> Texto fornecido:
━━━━━━━━━━━━━━━━
LIGA PATRIÓTICA DO NORTE

BARCELOS

Tipografia da Aurora do Cavado

Editor — R. V.

1896

Tiragem apenas de 100 exemplares:

20 em papel de linho.

80 em papel d'algodão.

N.º___

O torpe e prepotente ultimatum de 11 de janeiro de 1890, apresentado ao nosso país pela Inglaterra, «a nossa fiel aliada» de tantíssimos anos, medrada e engrandecida por essa aliança e desde que ela em má hora para nós começou, à custa de nossas riquezas, sob qualquer forma que elas constituídas e manifestadas, de modo que ao passo que com estas ela, a ilha ingrata, se foi opulentando, a passo igual foi o nosso país decaindo e resvalando do mais preeminente lugar, do Zenith, entre as nações no início dos tempos modernos, para o mais ínfimo e humilde lugar, para o nadir, nos tempos presentes, esse torpe e prepotente ultimatum, terrível guante de ferro levantado pela mais poderosa das nações, formidanda por suas riquezas, por seu poderio, por seus nenhuns escrúpulos, sobre a cabeça da mais empobrecida e enfraquecida delas, não tanto pela idade, como pelas depredações e traições de seus próprios filhos e de estranhos, abriu motivo aparente — e só aparente, para o maior número, ai de nós! — para uma como revivescência e rejuvenescimento do nosso país, que, ferido em sua justiça e em seus brios, de um extremo ao outro de seus domínios, pareceu levantar-se, galvanizado pela dureza e brutalidade da afronta, decidido a conquistar no convívio e conceito das nações o posto a que o passado lhe dá incontestado direito, e a que a sua situação na Europa, e seus ainda vastos domínios em três outras partes do mundo, lhe garantem jus.

Foi desse movimento vivo e uníssono, e que se afigurara firme e duradouro, e por certo o seria, se não fosse traído e contrariado pelos mais mesquinhos interesses, pelo mais miserável egoísmo, pelas mais feias e negregadas traições, que rebentaram espontâneas e vividas, entre outras muitas manifestações patrióticas, a subscrição Nacional e a Liga Patriótica do Norte, para presidir a cujos destinos, assumindo sua direção, ninguém foi julgado mais competente e mais no caso de bem o fazer, pelos predicados de seu passado, de seu talento e de seu amor pátrio e pela austeridade de caráter, do que Antero de Quental.
━━━━━━━━━━━━━━━━
> Entradas de um conjunto de anotação por pontos:
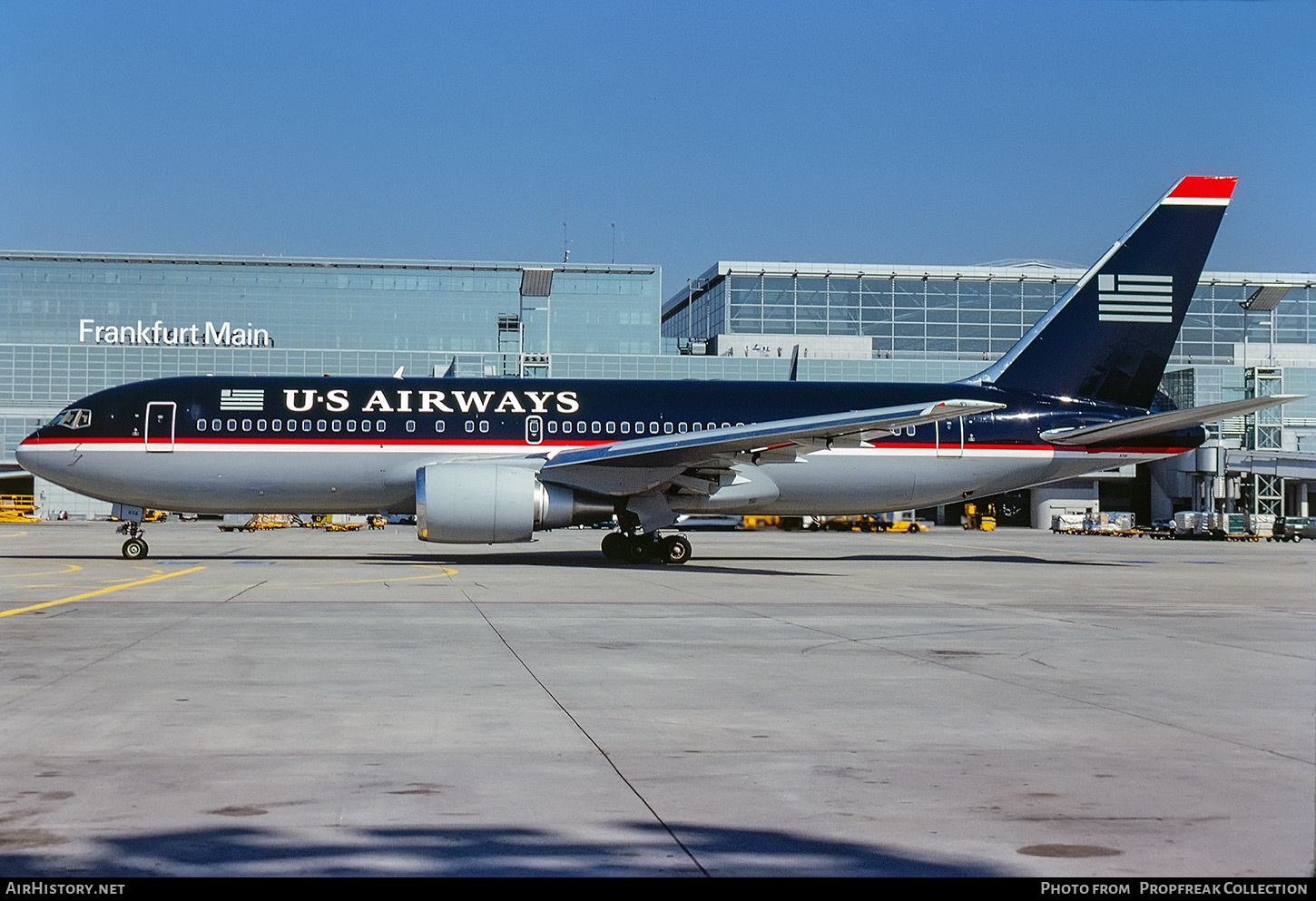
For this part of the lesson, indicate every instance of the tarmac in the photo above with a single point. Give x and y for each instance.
(945, 704)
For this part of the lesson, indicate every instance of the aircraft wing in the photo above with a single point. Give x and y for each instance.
(626, 467)
(1155, 424)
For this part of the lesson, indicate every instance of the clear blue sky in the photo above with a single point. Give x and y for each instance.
(818, 132)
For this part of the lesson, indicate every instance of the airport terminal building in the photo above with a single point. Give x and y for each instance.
(73, 324)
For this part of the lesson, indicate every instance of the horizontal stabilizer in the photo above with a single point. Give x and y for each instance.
(1155, 424)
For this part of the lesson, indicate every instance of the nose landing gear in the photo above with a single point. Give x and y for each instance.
(136, 547)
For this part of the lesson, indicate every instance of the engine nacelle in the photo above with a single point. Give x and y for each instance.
(488, 504)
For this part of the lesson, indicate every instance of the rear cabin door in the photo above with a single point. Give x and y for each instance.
(950, 437)
(160, 426)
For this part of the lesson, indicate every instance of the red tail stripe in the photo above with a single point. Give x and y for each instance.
(1215, 187)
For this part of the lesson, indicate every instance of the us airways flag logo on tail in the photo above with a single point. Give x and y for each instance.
(240, 398)
(1134, 298)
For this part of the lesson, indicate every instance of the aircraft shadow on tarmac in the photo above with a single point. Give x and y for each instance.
(646, 848)
(769, 564)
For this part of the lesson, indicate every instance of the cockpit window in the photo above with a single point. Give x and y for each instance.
(73, 418)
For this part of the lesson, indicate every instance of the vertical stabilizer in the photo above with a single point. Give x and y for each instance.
(1111, 336)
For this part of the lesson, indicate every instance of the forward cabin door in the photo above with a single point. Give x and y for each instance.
(950, 437)
(160, 426)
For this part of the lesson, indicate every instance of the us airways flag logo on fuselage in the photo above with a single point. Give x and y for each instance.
━━━━━━━━━━━━━━━━
> Instruções:
a - Enumere, com base no texto sobre a Liga Patriótica do Norte, todas as razões pelas quais Antero de Quental foi considerado o mais competente para dirigir os destinos da Liga.
b - Reproduza sem alterações o trecho do texto sobre a Liga Patriótica do Norte que começa em "Foi desse movimento" e vai até "Antero de Quental.".
Não é preciso recorrer às entradas.

> Respostas por tarefa:
a -
- os predicados do seu passado
- o seu talento
- o seu amor pátrio
- a austeridade de caráter

b -
Foi desse movimento vivo e uníssono, e que se afigurara firme e duradouro, e por certo o seria, se não fosse traído e contrariado pelos mais mesquinhos interesses, pelo mais miserável egoísmo, pelas mais feias e negregadas traições, que rebentaram espontâneas e vividas, entre outras muitas manifestações patrióticas, a subscrição Nacional e a Liga Patriótica do Norte, para presidir a cujos destinos, assumindo sua direção, ninguém foi julgado mais competente e mais no caso de bem o fazer, pelos predicados de seu passado, de seu talento e de seu amor pátrio e pela austeridade de caráter, do que Antero de Quental.